▼▼▼

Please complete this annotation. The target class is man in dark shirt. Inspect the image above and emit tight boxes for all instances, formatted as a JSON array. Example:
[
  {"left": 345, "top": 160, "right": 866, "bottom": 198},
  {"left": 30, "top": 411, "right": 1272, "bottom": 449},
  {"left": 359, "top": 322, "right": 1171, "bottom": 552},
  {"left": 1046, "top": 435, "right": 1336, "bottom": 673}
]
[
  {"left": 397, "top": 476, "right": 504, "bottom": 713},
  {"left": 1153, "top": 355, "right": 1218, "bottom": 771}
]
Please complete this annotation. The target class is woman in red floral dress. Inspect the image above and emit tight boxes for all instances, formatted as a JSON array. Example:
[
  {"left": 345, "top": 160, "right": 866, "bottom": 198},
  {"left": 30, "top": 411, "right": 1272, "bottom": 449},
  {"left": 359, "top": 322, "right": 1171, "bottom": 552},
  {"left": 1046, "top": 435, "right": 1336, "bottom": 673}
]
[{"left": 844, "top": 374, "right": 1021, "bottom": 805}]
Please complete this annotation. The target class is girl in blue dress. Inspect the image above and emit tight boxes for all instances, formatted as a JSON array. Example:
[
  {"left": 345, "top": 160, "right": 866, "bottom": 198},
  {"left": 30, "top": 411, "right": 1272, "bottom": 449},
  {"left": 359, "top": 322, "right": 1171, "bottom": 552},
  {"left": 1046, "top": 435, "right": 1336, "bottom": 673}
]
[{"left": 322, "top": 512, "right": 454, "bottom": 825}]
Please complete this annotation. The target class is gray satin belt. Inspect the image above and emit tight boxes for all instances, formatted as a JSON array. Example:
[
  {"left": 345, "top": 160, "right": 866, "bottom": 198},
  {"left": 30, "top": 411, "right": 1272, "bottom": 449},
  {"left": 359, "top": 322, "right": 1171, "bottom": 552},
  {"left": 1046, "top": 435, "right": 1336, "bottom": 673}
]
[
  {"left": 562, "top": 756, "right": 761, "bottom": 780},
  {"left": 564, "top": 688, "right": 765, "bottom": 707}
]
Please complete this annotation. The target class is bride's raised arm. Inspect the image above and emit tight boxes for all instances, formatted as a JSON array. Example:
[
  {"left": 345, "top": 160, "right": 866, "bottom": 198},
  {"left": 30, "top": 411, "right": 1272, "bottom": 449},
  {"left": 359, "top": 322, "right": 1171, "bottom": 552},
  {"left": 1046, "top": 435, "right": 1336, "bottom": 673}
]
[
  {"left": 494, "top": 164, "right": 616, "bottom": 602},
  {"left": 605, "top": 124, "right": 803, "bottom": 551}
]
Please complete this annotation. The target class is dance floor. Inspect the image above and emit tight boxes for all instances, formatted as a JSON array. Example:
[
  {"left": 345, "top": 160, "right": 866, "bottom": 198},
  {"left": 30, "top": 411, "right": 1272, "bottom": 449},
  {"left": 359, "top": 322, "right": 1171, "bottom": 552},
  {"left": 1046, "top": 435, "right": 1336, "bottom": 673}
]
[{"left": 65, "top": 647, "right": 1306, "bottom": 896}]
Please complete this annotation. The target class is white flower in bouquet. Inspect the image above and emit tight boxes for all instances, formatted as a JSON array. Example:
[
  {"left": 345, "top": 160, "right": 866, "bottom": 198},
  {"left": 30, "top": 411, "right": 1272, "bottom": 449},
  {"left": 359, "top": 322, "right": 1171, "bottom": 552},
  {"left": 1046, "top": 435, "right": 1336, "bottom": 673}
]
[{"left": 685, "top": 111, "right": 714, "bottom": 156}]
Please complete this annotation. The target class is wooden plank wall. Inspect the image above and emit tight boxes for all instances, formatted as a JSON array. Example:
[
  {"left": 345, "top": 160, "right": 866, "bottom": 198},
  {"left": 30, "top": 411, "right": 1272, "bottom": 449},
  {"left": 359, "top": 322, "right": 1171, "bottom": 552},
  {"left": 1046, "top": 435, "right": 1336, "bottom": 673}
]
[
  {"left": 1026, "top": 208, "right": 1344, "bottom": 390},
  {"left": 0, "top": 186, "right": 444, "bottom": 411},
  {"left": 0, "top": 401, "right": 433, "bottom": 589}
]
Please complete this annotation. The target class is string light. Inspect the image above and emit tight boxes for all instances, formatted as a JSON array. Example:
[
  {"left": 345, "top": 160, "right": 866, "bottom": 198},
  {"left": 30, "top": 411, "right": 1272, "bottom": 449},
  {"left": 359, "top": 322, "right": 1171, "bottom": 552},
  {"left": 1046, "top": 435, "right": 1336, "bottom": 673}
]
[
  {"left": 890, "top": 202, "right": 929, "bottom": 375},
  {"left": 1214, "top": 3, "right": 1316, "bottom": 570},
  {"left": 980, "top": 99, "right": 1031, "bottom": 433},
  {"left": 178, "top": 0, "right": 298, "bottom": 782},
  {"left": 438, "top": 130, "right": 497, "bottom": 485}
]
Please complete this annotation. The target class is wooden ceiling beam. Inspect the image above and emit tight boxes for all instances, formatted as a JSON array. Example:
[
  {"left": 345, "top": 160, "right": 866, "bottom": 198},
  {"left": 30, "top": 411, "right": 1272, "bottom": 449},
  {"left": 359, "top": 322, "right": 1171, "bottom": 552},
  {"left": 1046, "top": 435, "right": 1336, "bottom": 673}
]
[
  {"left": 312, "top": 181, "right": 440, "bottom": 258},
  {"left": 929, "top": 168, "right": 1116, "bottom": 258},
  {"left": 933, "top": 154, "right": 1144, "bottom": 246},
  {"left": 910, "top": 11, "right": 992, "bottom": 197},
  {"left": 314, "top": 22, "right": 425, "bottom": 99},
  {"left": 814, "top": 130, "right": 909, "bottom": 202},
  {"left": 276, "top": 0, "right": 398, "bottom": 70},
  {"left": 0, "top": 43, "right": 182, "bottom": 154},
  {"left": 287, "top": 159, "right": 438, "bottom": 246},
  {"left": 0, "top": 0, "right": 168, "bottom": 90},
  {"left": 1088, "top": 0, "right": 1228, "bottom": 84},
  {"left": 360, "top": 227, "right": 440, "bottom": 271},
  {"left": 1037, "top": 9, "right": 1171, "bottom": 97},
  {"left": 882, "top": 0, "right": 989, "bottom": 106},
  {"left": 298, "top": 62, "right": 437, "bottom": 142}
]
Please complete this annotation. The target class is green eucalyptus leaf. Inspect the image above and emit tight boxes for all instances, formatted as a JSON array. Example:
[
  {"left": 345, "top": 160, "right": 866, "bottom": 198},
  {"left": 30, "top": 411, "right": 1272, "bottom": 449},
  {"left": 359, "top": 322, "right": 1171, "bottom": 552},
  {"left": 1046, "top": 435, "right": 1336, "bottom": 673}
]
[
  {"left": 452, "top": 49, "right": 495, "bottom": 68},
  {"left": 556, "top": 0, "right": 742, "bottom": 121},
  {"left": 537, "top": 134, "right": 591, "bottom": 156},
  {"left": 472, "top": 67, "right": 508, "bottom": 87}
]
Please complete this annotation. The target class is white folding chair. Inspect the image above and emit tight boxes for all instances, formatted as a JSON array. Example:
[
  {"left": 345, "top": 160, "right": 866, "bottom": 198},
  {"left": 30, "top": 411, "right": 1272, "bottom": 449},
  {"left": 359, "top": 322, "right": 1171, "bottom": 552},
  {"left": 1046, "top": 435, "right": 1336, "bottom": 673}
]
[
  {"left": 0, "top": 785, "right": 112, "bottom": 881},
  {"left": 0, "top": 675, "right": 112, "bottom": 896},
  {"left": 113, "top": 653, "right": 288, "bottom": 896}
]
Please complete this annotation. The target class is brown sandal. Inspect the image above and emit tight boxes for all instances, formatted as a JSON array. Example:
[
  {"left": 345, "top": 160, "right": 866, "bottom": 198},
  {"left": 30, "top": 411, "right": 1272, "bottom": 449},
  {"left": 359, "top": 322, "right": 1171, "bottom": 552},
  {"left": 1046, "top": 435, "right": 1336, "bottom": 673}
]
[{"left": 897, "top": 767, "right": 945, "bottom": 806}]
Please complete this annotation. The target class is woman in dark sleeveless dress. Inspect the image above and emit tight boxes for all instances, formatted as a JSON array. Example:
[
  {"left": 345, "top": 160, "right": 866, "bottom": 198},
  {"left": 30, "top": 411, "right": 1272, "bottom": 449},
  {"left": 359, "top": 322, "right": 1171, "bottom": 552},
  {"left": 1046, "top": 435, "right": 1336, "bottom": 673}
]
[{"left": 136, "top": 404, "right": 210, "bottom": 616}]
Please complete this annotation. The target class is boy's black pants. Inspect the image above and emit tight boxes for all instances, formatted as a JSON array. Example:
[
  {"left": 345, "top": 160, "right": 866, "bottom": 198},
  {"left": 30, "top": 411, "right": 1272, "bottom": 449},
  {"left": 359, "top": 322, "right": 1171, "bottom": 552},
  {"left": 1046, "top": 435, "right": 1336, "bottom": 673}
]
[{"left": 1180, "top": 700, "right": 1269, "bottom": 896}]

▲▲▲

Task objective →
Rewrite the lines from the one containing "woman in dark" through the final line, both included, as a numbered list, and omit any blank lines.

Reply →
1. Please complete this annotation. The target class is woman in dark sleeveless dress. Inspect the image above and emit tight boxes for all instances, formatted as a JSON array. Example:
2. [
3.   {"left": 345, "top": 160, "right": 866, "bottom": 198},
4.   {"left": 30, "top": 411, "right": 1272, "bottom": 449},
5.   {"left": 359, "top": 322, "right": 1171, "bottom": 552},
6.   {"left": 1046, "top": 435, "right": 1336, "bottom": 673}
7. ]
8. [{"left": 136, "top": 404, "right": 210, "bottom": 616}]
9. Please complete this annotation. The target class is boy's black pants. Inspect the image above and emit tight boxes for all instances, formatted as a JSON array. Example:
10. [
11.   {"left": 345, "top": 160, "right": 866, "bottom": 198},
12.   {"left": 30, "top": 411, "right": 1272, "bottom": 449},
13.   {"left": 359, "top": 322, "right": 1171, "bottom": 552},
14.   {"left": 1046, "top": 435, "right": 1336, "bottom": 673}
15. ]
16. [{"left": 1180, "top": 700, "right": 1269, "bottom": 896}]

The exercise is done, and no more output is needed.